Reproduce the passage of the article on customer voice below, starting with "The texture of" and going on through "customer’s actual concern.".

§ PAGE EXTRACT:
§

What your customers actually say
Picture this. A small business owner sits down to rewrite the homepage. They open a blank doc and start typing the way they think a business should sound — words like “professional,” “comprehensive,” “innovative,” “trusted partner.” It reads clean. It also reads like every other business in their category.
What they didn’t do — and what almost nobody does — is open a notebook and write down the actual words their last twenty customers used to describe what they do.
That’s the customer voice gap. The space between the language a business uses to talk about itself and the language customers use to talk about it. Most small businesses live entirely on one side of that gap. Customer voice research is the practice of crossing it.
Why the gap matters more than most owners realize
When your website uses the language your customer would use to describe their own problem, two things happen at once.
First, search engines reward it. Google’s algorithm has been moving toward natural-language matching for years, and AI-driven search engines have accelerated this dramatically. Search Engine Journal’s analysis of Google’s helpful content updates documents the shift: content that mirrors how real people describe a problem outranks content that uses internal industry jargon.
Second — and this is the quieter effect — customers feel understood. Nielsen Norman Group’s research on writing style for the web consistently shows that visitors register the language match in the first 5-10 seconds. When the homepage uses the words they’d use themselves, they unconsciously categorize the business as one that gets them. When it doesn’t, they categorize the business as generic.
The first effect drives search rankings. The second drives conversion. The gap costs both.
The texture of customer language vs. business language
Let me show what the gap actually looks like. Here are real examples of how small businesses describe themselves versus how customers describe the same thing:
Example 1: HVAC contractor
- Business: “Comprehensive HVAC solutions for residential and commercial properties”
- Customer: “I need someone who can come fix my AC fast and not rip me off”
The words “comprehensive solutions” and “residential and commercial properties” do nothing for the customer. The phrases “fast” and “not rip me off” are doing all the work in the customer’s mind. A homepage that opened with “We’re the AC repair people in Pembroke Pines who show up fast and quote you upfront” would mirror the customer’s actual concern.
Example 2: Web design agency
- Business: “Crafting innovative digital experiences that drive results”
- Customer: “I need a website that actually brings me leads, not just looks pretty”
Same pattern. The customer’s mental model is “leads” and “doesn’t just look pretty.” The business is pitching “innovative digital experiences.” Two different conversations.
Example 3: Restaurant
- Business: “An elevated dining destination featuring artisanal Italian cuisine”
- Customer: “We were looking for somewhere good but not too expensive for our anniversary”

§

§ EXTRACTED INFORMATION:
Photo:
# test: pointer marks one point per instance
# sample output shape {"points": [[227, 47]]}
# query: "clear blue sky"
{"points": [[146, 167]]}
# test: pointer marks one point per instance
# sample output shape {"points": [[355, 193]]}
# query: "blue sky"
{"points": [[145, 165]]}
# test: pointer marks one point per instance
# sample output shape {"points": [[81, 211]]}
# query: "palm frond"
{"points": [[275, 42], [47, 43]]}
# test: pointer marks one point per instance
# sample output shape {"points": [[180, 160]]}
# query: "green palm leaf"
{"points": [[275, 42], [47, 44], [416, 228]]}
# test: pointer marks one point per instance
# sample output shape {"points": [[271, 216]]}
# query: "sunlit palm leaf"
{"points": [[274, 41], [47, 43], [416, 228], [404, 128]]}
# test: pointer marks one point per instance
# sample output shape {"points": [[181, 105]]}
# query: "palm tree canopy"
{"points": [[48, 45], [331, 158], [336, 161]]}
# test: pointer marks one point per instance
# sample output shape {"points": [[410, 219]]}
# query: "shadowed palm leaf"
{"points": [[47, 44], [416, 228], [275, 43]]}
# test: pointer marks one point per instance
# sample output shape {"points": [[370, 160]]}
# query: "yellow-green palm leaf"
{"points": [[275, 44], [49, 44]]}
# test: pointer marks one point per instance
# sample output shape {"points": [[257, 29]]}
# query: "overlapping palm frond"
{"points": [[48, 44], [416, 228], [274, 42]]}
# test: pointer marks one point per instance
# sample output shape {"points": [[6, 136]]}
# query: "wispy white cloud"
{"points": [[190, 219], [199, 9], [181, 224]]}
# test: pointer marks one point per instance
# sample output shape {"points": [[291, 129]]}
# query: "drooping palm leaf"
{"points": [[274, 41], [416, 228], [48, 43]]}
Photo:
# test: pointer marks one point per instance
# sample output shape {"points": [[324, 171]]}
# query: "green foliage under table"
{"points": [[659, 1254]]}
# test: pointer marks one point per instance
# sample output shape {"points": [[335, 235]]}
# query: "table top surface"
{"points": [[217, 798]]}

§

§ WRITTEN SOLUTION:
The texture of customer language vs. business language
Let me show what the gap actually looks like. Here are real examples of how small businesses describe themselves versus how customers describe the same thing:
Example 1: HVAC contractor
- Business: “Comprehensive HVAC solutions for residential and commercial properties”
- Customer: “I need someone who can come fix my AC fast and not rip me off”
The words “comprehensive solutions” and “residential and commercial properties” do nothing for the customer. The phrases “fast” and “not rip me off” are doing all the work in the customer’s mind. A homepage that opened with “We’re the AC repair people in Pembroke Pines who show up fast and quote you upfront” would mirror the customer’s actual concern.